EXCERPT TO READ —
>>>
The trial did not meet the primary endpoint of vaginal progesterone reducing risk of recurrent preterm birth by 50%, compared with 17-OHPC, but it may increase latency to delivery, Rupsa C. Boelig, MD, of Thomas Jefferson University, Philadelphia, told attendees. Though this was the largest trial to compare vaginal progesterone with 17-OHPC for preventing preterm birth, it was underpowered to detect a difference in efficacy, to conduct subgroup analyses, and to assess secondary outcomes, Boelig noted. “Baseline difference in preterm birth risk may affect apparent relative efficacy of vaginal progesterone.”
Nevertheless, the “totality of evidence appears to be greater for vaginal progesterone,” Boelig said, making vaginal progesterone an acceptable alternative to 17-OHPC. ACOG recommendations currently include offering either, but SMFM recommendations only mention 17-OHPC.
It’s worth noting, however, that the future of 17-OHPC, a synthetic compound, compared with naturally occurring micronized progesterone, continues to be uncertain following a 2020 study that found no evidence of its efficacy, leading the Food and Drug Administration to withdraw its approval for prevention of preterm birth. “These findings are important especially in light of the controversy surrounding 17-OHP,” Jenny Mei, MD, a maternal-fetal medicine fellow at UCLA, said in an interview after attending the presentation. “It is also sometimes difficult for patients to commit to weekly 17-OHPC injections, which requires time and many doctors visits, as compared to vaginal progesterone, which patients can administer at home.” Since this study does not have a placebo group, “it does not address the question of the overall efficacy of either medication compared to a control,” Mei said. “It is also a somewhat small patient population so the results may change with a larger population. The authors conclude it is worth readdressing the use of vaginal progesterone for these patients.”
Herman L. Hedriana, MD, professor and director of the division of maternal-fetal medicine and the maternal-fetal medicine fellowship program at the University of California, Davis, also pointed out notable differences between the two compounds.
“One has to remember that the formulation and mechanism of action are very different between 17-OHPC and the vaginal application of micronized progesterone. We do not have enough data to say one is superior versus the other,” said Hedriana, who was not involved in the research. “With 17-OHPC, the mechanism of action appears to be influenced by how the drug is metabolized based on race and ethnicity makeup, and may be influence by epigenetics,” while the mechanism for vaginal progesterone is probably local “given it is applied directly next to the cervix; hence, the results are it is effective in short cervices.” But those differing mechanisms don’t change the clinical significance of the findings. “One can use vaginal progesterone or 17-OHPC based on patient preference and availability,” Hedriana said.
The researchers of both studies reported no personal financial or industry disclosures, though Boelig disclosed that she had taken 17-OHPC and had cerclages during both her pregnancies, which resulted in healthy children today. The PREEMPT trial was funded by the Canadian Institutes of Health Research. The head-to-head trial was funded by the National Institute of Child Health and Development, the March of Dimes, the EW Thrasher Foundation, the PhRMA Foundation, and Covis Pharma, who manufactures the 17-OHPC drug Makena.
<<<
EXTRACTED ENTRIES —
>>>
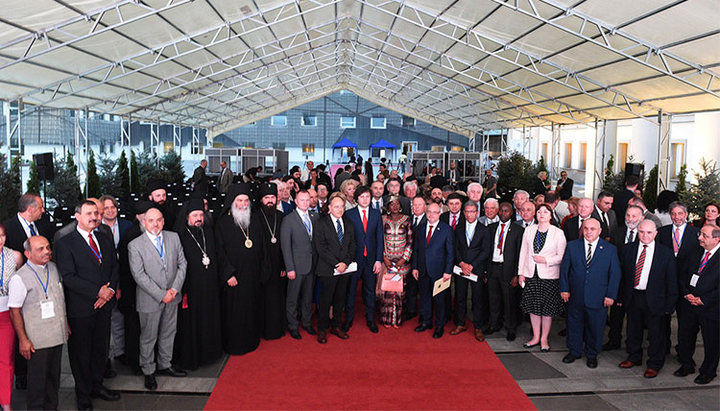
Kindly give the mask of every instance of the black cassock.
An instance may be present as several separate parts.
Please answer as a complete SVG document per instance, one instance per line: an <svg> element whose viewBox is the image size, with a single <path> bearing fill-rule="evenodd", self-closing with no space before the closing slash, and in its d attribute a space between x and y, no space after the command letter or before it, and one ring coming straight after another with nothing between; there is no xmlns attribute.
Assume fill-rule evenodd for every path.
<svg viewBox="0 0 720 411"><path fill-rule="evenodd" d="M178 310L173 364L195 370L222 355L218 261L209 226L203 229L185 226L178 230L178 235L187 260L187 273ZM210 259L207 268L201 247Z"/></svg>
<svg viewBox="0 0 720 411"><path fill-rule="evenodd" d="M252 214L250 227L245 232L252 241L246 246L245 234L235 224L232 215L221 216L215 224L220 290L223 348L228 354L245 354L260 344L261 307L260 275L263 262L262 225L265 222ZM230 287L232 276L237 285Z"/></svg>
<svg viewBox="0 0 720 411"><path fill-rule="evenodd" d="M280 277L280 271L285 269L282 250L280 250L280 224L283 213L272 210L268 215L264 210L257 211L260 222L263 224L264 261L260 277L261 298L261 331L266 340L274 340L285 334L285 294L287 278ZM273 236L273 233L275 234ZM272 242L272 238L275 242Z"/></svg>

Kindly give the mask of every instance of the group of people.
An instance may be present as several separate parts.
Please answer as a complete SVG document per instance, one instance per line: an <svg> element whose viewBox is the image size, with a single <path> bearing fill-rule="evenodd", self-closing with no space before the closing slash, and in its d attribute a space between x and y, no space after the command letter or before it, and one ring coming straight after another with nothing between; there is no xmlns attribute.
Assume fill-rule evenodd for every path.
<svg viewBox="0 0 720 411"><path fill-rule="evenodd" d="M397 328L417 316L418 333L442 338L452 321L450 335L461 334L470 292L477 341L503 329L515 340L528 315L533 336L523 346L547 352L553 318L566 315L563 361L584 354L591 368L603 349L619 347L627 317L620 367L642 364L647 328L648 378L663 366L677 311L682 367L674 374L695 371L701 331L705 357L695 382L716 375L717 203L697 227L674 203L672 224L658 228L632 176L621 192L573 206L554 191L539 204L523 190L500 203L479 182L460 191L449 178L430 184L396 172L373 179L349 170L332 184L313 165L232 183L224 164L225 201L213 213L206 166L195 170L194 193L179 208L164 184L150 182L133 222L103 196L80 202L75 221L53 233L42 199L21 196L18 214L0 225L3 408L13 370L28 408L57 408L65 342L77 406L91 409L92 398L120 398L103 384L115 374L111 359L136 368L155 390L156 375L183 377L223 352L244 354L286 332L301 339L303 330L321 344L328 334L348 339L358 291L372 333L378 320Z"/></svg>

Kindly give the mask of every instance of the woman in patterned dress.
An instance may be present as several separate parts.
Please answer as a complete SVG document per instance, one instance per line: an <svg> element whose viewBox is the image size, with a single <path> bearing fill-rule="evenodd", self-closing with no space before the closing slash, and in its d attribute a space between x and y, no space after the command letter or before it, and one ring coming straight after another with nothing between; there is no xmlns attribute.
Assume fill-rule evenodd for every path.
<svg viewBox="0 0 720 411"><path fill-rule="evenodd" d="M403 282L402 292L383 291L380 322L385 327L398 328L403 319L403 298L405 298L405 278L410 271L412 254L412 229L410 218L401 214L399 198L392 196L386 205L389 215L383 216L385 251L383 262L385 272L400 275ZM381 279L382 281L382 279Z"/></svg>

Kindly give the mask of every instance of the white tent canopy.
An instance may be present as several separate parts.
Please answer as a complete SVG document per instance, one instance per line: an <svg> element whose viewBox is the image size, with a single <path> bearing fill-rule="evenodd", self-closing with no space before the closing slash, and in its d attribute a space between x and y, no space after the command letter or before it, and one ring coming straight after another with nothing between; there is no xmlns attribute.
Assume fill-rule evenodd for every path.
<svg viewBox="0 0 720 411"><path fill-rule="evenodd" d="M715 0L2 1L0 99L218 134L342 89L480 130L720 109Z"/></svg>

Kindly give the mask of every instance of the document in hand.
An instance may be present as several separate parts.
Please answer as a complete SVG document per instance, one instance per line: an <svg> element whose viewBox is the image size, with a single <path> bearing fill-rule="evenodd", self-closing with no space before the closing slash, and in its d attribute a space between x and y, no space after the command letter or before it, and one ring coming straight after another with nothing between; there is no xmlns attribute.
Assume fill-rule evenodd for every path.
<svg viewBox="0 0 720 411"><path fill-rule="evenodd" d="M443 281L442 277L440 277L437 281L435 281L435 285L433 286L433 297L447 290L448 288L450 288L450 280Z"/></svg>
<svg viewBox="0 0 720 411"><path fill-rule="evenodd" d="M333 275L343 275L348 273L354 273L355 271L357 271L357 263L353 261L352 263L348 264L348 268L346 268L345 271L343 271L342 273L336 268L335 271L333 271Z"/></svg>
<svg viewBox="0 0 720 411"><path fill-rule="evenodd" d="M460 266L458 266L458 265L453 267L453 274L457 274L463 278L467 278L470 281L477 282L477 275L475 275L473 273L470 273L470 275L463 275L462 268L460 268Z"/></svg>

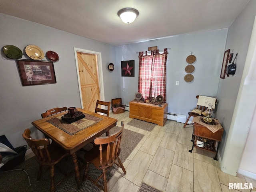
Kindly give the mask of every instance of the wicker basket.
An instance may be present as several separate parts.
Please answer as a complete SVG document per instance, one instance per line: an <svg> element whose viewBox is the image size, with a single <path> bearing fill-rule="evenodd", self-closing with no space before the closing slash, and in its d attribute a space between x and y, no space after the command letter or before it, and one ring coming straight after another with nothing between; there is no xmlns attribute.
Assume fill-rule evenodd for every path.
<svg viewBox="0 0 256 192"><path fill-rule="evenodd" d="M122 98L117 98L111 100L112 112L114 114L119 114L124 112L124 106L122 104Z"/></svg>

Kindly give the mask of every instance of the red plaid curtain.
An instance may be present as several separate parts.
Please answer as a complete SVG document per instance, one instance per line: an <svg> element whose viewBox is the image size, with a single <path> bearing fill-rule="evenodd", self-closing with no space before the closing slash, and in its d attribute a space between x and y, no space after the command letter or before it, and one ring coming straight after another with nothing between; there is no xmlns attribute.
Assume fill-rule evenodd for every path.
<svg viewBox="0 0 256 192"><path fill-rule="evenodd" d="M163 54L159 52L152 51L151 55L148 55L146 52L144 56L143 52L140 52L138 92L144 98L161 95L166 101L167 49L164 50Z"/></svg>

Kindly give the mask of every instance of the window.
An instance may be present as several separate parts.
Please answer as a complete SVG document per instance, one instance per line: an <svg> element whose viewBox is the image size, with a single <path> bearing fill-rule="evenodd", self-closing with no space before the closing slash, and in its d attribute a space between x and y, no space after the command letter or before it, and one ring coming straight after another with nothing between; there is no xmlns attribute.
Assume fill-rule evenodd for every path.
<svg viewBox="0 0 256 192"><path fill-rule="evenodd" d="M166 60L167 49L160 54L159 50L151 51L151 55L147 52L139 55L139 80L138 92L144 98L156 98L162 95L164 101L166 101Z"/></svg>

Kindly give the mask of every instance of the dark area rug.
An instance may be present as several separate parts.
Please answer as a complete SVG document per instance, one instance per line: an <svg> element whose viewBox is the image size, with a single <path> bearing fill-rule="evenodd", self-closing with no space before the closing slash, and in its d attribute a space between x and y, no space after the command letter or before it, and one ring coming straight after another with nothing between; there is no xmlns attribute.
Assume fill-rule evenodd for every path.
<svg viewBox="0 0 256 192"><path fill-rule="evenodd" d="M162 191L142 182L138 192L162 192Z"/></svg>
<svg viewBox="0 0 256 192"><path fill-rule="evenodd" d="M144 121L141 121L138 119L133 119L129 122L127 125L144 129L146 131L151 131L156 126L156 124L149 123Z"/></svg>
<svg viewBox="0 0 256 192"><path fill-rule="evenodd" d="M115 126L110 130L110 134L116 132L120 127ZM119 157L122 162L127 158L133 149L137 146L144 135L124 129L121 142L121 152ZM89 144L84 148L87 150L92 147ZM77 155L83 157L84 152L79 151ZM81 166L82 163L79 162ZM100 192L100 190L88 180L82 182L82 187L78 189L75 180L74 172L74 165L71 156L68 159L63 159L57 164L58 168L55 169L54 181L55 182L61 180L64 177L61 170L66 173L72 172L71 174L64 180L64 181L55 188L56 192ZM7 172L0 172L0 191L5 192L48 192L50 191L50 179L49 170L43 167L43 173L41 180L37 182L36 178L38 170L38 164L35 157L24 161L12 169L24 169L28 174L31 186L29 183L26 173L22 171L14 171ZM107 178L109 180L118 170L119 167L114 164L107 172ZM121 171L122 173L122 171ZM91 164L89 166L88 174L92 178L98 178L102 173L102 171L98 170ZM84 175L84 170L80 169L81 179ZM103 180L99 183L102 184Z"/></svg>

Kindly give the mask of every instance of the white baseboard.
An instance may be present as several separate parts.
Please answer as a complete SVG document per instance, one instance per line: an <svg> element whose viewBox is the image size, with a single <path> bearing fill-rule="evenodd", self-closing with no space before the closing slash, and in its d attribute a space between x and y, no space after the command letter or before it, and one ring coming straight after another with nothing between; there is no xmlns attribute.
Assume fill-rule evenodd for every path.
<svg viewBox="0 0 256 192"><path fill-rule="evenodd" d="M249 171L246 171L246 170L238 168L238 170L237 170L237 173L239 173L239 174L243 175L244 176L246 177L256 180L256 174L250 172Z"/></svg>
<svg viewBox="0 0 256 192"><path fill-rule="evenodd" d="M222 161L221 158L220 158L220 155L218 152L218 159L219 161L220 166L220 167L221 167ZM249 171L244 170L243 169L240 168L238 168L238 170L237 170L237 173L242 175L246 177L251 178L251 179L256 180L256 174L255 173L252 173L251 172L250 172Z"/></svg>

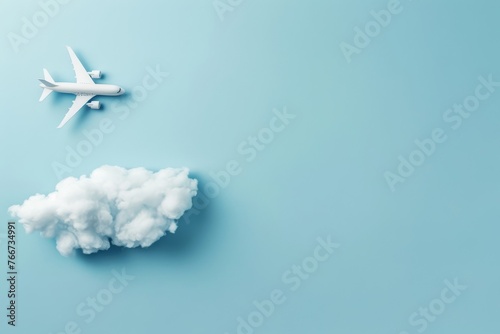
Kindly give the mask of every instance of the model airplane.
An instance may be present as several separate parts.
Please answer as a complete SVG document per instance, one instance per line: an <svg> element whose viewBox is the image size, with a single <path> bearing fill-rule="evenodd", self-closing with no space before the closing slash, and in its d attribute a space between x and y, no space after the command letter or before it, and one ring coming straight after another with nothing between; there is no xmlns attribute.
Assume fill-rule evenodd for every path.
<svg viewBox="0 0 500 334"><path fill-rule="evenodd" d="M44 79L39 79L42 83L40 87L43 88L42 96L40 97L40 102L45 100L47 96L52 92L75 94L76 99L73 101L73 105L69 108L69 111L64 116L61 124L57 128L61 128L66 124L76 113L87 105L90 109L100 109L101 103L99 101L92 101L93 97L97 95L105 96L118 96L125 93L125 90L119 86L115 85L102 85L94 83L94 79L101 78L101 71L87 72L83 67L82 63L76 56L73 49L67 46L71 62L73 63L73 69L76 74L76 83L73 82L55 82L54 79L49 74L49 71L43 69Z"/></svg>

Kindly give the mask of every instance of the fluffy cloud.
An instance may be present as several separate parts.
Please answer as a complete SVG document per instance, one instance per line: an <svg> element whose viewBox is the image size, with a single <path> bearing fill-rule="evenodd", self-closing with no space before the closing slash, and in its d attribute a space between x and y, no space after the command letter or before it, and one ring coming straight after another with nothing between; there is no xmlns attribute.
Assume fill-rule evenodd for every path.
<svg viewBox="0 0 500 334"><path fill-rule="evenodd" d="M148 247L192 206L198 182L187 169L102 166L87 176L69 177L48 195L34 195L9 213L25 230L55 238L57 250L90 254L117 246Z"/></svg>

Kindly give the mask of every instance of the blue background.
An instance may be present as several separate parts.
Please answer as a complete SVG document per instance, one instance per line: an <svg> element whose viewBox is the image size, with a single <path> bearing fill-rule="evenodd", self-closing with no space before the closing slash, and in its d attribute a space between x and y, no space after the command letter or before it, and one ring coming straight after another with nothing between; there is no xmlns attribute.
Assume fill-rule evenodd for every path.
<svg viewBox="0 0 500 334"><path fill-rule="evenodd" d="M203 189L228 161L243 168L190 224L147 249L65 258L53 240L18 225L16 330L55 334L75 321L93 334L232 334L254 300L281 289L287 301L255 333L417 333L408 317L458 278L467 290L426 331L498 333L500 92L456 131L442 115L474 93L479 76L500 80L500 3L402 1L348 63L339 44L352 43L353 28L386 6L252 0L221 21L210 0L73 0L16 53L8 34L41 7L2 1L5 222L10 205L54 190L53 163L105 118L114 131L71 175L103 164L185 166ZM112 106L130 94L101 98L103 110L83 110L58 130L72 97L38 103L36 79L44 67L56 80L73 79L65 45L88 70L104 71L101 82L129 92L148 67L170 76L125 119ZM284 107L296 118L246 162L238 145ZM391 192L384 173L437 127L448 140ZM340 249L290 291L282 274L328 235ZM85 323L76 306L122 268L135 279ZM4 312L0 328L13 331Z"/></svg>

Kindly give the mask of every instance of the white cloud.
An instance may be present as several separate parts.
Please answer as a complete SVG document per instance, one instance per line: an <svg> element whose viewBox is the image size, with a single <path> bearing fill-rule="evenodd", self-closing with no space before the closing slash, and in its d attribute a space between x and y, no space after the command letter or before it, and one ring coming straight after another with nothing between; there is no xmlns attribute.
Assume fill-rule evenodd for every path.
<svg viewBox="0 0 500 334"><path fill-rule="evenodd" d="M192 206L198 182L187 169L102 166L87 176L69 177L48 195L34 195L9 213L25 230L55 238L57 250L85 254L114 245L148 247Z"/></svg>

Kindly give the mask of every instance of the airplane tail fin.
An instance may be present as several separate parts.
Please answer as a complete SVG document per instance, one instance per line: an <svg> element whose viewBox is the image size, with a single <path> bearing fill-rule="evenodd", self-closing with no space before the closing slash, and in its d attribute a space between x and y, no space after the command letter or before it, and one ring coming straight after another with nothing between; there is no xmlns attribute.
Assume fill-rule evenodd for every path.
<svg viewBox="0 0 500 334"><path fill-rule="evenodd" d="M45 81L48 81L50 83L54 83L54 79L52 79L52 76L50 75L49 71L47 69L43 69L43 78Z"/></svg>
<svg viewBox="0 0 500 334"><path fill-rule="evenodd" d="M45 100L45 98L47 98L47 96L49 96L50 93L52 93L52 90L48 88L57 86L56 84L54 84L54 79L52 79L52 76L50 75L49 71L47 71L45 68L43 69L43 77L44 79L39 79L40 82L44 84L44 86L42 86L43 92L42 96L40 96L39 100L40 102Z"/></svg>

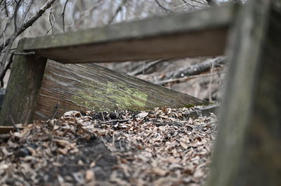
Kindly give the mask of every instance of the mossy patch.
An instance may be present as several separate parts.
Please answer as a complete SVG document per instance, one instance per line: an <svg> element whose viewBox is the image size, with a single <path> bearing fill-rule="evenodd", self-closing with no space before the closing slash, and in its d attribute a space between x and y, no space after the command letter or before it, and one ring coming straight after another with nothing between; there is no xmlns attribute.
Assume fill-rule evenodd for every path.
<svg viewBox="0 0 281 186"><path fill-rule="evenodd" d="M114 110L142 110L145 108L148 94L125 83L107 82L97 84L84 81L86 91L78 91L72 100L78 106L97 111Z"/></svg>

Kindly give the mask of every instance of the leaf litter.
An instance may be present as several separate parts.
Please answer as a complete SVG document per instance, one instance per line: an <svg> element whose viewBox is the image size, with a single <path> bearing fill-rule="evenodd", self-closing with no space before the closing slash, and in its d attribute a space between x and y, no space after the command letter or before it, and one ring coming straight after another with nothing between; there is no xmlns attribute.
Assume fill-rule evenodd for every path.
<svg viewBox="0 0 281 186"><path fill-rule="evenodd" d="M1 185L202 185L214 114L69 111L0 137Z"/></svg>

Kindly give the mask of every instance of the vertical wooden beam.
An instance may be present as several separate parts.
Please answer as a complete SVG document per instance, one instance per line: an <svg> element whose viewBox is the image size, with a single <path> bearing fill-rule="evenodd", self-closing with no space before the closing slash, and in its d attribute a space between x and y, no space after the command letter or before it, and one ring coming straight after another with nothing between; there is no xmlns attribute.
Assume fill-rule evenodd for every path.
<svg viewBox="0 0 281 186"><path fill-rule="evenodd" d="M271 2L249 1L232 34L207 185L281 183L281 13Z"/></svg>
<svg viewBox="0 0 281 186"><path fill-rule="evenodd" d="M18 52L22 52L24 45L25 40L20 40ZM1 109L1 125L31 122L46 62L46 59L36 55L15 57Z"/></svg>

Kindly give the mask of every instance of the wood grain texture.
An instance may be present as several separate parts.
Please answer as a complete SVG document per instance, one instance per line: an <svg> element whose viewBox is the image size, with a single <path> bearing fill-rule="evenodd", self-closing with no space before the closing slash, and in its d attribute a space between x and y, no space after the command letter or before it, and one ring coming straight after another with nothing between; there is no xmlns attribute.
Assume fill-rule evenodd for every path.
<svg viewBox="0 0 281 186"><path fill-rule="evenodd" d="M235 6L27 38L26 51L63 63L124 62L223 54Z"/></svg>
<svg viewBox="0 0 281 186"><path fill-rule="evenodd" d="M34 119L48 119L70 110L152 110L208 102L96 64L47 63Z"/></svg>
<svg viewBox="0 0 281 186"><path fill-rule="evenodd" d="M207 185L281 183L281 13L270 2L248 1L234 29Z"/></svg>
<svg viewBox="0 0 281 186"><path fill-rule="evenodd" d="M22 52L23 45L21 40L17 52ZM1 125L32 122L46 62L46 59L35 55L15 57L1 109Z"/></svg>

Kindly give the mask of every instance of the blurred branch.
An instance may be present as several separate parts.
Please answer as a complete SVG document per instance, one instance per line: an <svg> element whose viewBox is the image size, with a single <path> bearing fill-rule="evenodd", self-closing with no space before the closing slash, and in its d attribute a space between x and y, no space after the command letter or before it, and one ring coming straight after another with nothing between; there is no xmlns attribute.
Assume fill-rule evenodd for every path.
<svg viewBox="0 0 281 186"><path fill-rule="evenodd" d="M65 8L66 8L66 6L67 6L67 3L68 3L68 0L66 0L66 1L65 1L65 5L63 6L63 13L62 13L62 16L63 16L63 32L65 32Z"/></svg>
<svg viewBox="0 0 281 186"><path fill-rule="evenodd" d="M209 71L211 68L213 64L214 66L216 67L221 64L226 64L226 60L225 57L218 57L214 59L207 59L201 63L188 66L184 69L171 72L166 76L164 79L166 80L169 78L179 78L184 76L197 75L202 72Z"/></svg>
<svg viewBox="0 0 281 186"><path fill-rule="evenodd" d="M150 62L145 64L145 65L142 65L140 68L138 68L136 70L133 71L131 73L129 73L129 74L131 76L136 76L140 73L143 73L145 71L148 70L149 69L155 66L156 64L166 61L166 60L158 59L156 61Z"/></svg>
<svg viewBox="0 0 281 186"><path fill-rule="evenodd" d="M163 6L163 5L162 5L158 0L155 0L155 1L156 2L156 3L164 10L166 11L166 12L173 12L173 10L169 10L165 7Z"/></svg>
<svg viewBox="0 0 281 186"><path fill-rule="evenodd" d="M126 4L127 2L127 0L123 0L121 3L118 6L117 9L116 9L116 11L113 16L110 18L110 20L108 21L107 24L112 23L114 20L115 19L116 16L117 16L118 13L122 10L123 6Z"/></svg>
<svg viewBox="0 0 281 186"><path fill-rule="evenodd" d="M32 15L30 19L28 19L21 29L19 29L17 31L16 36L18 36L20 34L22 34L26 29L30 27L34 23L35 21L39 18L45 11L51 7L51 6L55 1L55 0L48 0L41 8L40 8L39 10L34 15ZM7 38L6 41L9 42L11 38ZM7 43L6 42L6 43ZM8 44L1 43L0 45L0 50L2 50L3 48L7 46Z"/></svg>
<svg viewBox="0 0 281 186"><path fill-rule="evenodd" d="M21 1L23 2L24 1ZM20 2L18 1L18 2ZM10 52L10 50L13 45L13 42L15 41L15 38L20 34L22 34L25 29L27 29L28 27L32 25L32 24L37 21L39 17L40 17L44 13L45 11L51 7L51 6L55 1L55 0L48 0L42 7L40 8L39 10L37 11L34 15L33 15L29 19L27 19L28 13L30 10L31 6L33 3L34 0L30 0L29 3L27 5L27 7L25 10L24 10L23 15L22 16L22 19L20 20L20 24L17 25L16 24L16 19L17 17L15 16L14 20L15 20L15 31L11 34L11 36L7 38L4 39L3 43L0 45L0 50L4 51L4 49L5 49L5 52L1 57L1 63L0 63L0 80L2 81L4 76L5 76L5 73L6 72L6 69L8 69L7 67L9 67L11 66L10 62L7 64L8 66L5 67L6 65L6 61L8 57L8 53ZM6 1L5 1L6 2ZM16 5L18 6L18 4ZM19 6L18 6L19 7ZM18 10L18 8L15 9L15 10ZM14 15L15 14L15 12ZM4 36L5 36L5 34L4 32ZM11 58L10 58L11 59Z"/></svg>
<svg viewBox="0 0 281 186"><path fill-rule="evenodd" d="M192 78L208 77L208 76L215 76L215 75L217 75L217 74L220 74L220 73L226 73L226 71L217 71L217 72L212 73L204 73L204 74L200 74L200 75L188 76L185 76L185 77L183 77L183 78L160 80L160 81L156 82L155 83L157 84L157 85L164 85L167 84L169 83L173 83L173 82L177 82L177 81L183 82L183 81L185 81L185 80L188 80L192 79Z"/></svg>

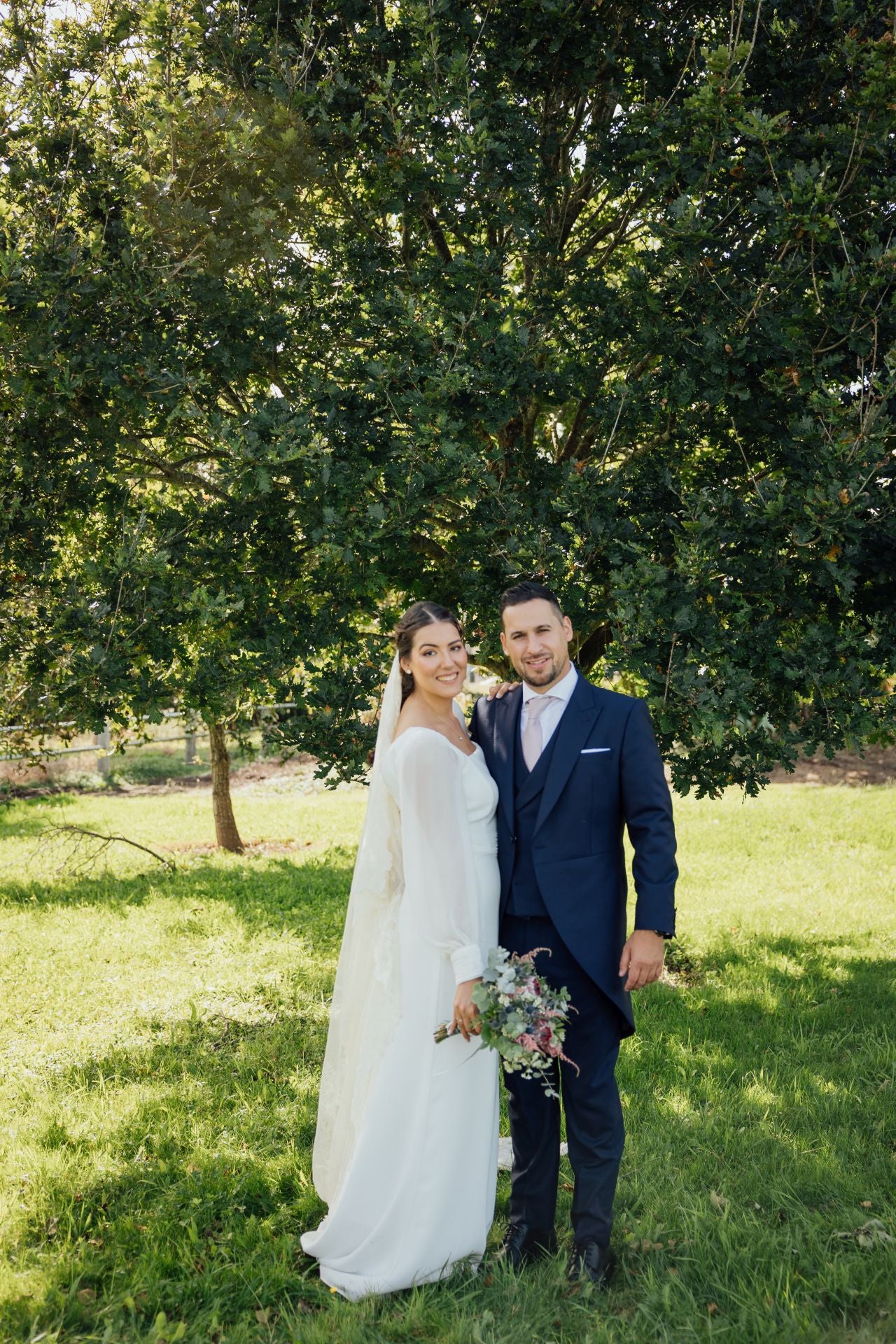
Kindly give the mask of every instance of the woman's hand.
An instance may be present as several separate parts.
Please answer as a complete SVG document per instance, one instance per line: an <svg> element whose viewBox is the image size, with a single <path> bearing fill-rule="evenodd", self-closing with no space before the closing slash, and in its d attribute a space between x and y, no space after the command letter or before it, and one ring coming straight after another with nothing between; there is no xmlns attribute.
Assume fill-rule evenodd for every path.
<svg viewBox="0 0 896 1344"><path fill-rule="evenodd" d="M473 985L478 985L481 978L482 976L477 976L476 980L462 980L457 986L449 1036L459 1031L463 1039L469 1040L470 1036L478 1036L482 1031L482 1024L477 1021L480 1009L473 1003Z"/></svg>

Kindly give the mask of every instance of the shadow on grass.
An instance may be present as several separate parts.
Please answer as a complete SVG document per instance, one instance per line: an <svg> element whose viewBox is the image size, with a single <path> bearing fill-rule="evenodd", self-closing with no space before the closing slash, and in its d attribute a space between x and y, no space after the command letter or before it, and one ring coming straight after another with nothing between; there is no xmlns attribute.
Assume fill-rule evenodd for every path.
<<<
THINGS TO DO —
A) According to the excerpt on preterm birth prevention, which organization funded the PREEMPT trial?
B) Take the part of the excerpt on preterm birth prevention that opens with the words containing "Herman L. Hedriana, MD, professor" and closes with "the two compounds.", and write it out with "important" substituted for "notable".

RESULTS OF THE EXERCISE —
A) The Canadian Institutes of Health Research.

B)
Herman L. Hedriana, MD, professor and director of the division of maternal-fetal medicine and the maternal-fetal medicine fellowship program at the University of California, Davis, also pointed out important differences between the two compounds.